## TASK BRIEF:
Produce the tally of lines in the material below that hold "jacket", without anything else.

## SOURCE INFORMATION:
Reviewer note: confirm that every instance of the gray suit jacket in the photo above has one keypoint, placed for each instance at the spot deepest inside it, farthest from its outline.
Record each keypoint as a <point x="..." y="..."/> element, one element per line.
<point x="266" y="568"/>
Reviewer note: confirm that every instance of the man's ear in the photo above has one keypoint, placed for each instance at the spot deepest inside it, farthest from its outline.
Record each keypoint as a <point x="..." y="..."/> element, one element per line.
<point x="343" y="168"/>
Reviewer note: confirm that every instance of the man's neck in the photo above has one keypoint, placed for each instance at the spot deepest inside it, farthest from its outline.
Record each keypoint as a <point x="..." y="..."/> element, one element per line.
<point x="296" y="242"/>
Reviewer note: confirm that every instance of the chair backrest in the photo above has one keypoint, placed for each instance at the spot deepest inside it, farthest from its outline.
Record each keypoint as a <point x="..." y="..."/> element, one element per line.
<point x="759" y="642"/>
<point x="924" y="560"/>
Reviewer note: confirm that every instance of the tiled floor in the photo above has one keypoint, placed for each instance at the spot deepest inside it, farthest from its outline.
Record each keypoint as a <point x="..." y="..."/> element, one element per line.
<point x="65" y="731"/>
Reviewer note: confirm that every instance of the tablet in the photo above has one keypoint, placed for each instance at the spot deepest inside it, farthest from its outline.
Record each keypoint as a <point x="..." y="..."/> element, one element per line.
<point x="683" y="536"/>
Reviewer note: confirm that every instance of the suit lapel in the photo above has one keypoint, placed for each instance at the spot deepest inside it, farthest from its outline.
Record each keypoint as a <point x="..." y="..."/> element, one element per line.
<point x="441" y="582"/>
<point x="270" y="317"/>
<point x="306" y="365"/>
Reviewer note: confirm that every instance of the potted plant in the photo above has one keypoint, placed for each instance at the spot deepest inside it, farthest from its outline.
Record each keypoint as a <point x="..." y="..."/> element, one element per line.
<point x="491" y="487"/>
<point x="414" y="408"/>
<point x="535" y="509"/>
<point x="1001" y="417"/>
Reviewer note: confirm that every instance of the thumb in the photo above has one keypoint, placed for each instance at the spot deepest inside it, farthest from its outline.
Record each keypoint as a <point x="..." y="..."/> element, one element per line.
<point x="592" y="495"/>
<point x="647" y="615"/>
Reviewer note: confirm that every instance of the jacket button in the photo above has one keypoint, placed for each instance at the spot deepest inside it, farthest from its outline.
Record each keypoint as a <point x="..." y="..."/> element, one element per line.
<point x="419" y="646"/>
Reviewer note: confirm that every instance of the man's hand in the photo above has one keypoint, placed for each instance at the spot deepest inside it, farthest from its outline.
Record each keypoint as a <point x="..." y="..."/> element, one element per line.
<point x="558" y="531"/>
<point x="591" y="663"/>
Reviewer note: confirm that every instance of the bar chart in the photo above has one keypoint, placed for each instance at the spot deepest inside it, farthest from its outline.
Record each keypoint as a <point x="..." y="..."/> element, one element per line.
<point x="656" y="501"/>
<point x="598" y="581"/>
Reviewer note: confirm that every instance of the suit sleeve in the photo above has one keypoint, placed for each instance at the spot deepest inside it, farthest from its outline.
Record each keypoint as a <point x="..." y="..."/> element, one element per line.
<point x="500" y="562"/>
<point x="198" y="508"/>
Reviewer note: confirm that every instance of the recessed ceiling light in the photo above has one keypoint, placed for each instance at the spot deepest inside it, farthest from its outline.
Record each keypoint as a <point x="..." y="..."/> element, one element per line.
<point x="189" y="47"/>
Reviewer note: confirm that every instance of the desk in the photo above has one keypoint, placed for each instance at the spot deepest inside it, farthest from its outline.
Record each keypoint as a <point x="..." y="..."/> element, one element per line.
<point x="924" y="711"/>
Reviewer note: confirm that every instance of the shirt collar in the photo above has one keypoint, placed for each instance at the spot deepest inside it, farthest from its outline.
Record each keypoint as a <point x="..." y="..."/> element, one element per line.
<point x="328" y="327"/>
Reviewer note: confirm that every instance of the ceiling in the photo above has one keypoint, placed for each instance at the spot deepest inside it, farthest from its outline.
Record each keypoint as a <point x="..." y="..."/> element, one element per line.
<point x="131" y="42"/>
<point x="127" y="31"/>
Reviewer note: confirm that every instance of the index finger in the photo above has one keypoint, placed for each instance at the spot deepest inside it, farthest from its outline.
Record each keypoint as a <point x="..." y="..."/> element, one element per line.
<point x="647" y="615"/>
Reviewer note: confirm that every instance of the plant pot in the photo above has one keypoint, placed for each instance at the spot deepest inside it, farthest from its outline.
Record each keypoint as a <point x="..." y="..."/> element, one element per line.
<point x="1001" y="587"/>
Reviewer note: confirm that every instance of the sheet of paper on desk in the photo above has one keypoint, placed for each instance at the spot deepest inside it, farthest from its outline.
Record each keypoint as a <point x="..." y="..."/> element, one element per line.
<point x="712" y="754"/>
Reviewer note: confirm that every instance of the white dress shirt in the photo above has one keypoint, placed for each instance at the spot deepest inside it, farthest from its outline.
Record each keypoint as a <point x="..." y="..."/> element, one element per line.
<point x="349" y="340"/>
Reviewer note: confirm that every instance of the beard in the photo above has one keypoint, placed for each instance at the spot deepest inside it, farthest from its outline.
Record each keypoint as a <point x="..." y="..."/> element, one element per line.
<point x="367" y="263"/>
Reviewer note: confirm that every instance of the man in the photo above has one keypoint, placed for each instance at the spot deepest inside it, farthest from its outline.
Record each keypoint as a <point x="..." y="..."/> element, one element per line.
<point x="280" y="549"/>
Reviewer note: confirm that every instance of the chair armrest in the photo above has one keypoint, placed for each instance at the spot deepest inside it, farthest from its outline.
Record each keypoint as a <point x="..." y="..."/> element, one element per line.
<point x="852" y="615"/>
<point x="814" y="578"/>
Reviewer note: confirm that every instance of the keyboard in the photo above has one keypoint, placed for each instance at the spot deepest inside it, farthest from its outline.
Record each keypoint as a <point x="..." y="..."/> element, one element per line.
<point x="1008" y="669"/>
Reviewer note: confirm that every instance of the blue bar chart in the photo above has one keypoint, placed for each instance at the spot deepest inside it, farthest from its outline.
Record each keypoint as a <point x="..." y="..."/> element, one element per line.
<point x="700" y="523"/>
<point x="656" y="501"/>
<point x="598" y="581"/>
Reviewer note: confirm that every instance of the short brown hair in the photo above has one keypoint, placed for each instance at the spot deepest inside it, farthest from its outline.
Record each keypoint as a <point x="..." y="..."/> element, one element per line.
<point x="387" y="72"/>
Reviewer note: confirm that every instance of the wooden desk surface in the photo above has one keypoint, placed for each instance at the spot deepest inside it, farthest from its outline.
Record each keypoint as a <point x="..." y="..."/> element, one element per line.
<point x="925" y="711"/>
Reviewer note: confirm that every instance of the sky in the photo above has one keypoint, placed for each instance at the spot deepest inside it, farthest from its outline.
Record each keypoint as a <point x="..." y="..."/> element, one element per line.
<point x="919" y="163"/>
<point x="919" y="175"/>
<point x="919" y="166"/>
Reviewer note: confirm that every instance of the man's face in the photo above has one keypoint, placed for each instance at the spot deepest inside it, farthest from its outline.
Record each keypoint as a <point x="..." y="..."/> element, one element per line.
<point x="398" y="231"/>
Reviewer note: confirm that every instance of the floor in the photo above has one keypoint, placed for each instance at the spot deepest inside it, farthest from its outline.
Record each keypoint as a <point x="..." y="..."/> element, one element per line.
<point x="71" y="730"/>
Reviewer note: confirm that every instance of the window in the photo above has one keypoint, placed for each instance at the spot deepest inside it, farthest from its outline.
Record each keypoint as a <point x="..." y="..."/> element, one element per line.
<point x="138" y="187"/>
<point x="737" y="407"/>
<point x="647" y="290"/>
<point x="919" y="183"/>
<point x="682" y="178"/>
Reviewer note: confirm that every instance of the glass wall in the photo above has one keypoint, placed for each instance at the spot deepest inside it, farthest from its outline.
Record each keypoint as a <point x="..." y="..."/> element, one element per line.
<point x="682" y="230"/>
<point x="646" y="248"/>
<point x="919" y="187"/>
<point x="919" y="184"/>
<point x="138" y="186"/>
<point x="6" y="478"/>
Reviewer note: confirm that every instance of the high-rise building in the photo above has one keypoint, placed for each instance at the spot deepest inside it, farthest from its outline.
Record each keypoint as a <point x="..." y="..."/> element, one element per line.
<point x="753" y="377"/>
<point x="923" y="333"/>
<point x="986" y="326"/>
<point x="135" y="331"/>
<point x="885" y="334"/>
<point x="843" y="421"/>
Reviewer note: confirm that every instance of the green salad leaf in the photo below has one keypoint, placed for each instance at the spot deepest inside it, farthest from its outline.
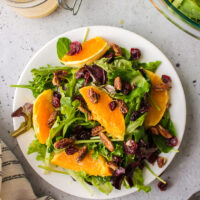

## WRITTEN REPLY:
2